● Work instruction: The records below should be printed once more, exactly as they appear.

Data under study section start

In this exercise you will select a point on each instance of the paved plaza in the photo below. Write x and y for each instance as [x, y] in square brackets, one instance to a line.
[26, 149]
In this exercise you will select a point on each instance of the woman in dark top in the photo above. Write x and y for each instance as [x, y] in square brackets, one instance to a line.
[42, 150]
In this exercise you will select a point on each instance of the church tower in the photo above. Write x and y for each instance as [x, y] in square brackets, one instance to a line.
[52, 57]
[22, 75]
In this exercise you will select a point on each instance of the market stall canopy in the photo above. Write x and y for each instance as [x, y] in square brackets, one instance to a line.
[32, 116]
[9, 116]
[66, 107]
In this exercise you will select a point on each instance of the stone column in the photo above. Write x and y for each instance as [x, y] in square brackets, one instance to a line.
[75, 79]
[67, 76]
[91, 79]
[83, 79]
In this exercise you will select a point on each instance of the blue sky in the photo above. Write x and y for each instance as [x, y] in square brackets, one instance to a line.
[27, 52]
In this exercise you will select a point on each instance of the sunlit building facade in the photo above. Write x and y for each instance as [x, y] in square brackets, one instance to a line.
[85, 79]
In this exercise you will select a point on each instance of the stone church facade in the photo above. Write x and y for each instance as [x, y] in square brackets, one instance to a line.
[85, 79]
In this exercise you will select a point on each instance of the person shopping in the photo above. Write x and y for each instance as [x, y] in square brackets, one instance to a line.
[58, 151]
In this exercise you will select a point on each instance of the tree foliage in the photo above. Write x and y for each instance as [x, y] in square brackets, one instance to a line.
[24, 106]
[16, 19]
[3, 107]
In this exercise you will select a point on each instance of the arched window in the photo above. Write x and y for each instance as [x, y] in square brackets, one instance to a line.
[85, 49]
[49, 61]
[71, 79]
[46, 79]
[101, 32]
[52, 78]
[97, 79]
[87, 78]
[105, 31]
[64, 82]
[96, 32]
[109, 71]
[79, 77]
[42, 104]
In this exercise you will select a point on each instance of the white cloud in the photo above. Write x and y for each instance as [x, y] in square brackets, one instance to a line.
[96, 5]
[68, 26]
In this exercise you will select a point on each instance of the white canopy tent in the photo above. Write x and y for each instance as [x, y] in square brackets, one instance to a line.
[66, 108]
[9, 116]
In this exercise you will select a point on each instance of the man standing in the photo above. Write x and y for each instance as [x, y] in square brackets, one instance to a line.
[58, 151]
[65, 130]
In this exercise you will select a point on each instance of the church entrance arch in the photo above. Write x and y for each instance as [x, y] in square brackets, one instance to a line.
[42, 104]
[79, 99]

Data under study section end

● Expected answer:
In this exercise you will select a point on each instance of the paved plaza in the photo below. Write x and y for each instance as [x, y] in square brackets, one instance to a line.
[26, 149]
In this exercise you will select a point on each instance of the woman in dark top in the photo above. Write x and y for each instance as [x, y] in square brackets, one instance to a line.
[42, 150]
In this exercise you will select a point on each instance of the church tower in the photo above. Write x and y for each instance as [x, y] in square brackets, one instance to a line.
[52, 57]
[22, 75]
In this exercise you will select a point on each instance of the market stall canopy in the photo above. Write x and y for each instance as [x, y] in square brackets, one instance to a line.
[32, 116]
[9, 116]
[66, 107]
In this exercise you will select a point on each instance of the stone column in the photo above. Write x and y for each instance as [x, y] in square brackets, one instance to a line.
[75, 79]
[67, 76]
[91, 79]
[83, 79]
In this exercise you will select a point on each instance of the blue sky in the photo above. Write x and y for each instance as [x, y] in square brackets, one instance to a line.
[27, 52]
In this exercise you will select a point on each instance of the sunlit building facade in the photo above. Write x and y for each instance as [x, y] in square brackets, one instance to a line.
[85, 79]
In this exercise you will select a point on each instance of the stone church facade in the photo above. Write x and y for each instance as [x, y] in square brackets, one instance to a line.
[85, 79]
In this exercise you will select a point on each instance of the person shopping in the photo above. Write x and y for each instance as [x, y] in square brackets, one instance to a line.
[58, 151]
In this exercise you will select a point on each instance of the tree foliage in the photo above. Write x and y for each instance as [x, y] in square brackets, one instance to a line.
[24, 106]
[16, 19]
[3, 107]
In this exercise you will select a point on each instance of the arched window in the photo above. Write x and y for each instance as [x, y] in square brackets, one instance to a line.
[85, 49]
[49, 61]
[71, 79]
[46, 79]
[101, 32]
[52, 78]
[97, 79]
[87, 78]
[105, 31]
[64, 82]
[96, 32]
[109, 71]
[79, 77]
[42, 104]
In this exercise you will select a point on each instance of the white cloud in the photo above. Write x and y for each instance as [x, y] in square brackets, one instance to a line.
[96, 5]
[68, 26]
In this exercise you will select a point on each instance of the white canopy tent in the photo above. Write x and y for each instance as [x, y] in square brackets, one instance to a line.
[66, 108]
[9, 116]
In this exercise you will select a point on each instance of the man standing in the photo above. Write x and y for each instance as [x, y] in square brackets, one instance to a line.
[58, 151]
[65, 130]
In this exercise you will select a point on each instance of the church entrance arch in the photo above. Write x and y for each instance as [x, y] in square brackets, one instance to a line.
[42, 104]
[79, 99]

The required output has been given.